ВЫМЕТАЙТЕСЬ ОТСЮДА!..


               А следующий же январский № 2 венчает, на последней странице обложки, целая графическая феерия “Сверхурочный заговор”, призванная на конкретном примере показать… как образ лютого “врага”, который всегда готов был возникнуть у известных лиц в связи с фигурой Булгакова, разрешается в ничто, оказывается плодом разбушевавшейся фантазии. Содержание рисунков исчерпывающе передается стихотворными подписями:


                1. Увидел дворник через двор
                В окне фашистский заговор.

                2. – Товарищ милиционер,
                В окне свергают Эссесер!

                3. И вот, милиции отряд
                Поймать в Москве фашистов рад.

                4. Взведен курок, раскрыта дверь:
                Фашисты, сдайтеся теперь!

                5. Хоть просидели до утра,
                Но все мы лишь бухгалтера,

                6. Но нас за сверхурочный труд
                Профорги по загривкам трут.

· · · · ·

### [Задания]
(A) Перепишите часть фрагмента страницы, которая начинается словами «5. Хоть просидели» и заканчивается словами «по загривкам трут.», поставив «Начальники» вместо «Профорги».
(B) Ответьте по фрагменту страницы на вопросы:
(i) В каком номере журнала помещена феерия «Сверхурочный заговор»?
(ii) На какой странице обложки она находится?
(iii) Кто первым увидел в окне заговор?
Список здесь никакой роли не играет.

Записи с указателями:
· · · · ·

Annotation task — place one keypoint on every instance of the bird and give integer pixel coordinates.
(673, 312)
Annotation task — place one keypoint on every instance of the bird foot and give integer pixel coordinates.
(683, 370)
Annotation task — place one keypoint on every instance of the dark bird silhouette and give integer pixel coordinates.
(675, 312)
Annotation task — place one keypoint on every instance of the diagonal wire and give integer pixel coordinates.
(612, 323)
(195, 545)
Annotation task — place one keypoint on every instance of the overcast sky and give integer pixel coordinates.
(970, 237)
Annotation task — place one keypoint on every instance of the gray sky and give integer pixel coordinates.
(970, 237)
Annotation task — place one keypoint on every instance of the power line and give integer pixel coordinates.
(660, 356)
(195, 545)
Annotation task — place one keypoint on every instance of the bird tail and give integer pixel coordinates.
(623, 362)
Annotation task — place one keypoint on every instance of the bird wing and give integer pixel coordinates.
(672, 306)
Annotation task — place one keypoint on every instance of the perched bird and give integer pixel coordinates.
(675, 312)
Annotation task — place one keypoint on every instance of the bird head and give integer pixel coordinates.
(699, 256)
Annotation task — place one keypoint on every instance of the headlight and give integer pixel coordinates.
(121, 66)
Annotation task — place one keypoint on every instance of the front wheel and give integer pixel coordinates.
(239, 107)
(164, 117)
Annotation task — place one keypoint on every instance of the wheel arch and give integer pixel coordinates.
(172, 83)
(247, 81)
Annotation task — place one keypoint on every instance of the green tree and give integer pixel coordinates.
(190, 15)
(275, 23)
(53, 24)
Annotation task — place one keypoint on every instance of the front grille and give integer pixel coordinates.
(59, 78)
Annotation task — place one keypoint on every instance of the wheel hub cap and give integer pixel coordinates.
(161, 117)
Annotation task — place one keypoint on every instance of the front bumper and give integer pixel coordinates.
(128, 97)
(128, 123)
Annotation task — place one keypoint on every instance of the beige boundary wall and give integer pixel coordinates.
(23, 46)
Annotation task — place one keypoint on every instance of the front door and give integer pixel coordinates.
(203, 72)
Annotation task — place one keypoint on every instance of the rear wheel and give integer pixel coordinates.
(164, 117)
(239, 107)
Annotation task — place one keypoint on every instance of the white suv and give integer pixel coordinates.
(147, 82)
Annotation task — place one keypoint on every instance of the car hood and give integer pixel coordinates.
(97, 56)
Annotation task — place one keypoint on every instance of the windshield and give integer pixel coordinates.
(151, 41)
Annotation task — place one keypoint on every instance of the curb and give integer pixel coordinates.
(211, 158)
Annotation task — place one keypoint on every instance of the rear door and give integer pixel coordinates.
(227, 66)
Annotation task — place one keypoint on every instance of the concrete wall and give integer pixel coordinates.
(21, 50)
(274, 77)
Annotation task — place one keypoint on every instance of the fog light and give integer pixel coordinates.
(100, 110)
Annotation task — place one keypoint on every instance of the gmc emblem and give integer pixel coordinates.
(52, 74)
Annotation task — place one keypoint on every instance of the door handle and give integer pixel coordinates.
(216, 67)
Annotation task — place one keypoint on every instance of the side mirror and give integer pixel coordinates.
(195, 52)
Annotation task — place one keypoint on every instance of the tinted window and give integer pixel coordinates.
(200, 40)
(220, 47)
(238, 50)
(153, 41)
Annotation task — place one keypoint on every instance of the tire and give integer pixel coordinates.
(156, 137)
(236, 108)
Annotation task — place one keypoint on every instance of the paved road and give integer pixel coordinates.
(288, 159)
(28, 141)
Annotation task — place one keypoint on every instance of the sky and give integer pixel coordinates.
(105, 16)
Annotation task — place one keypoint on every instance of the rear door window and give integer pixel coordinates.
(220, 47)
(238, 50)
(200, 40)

· · · · ·

### [Ожидаемые ответы]
(A)
5. Хоть просидели до утра,
                Но все мы лишь бухгалтера,

                6. Но нас за сверхурочный труд
                Начальники по загривкам трут.

(B)
(i) В январском № 2.
(ii) На последней странице обложки.
(iii) Дворник.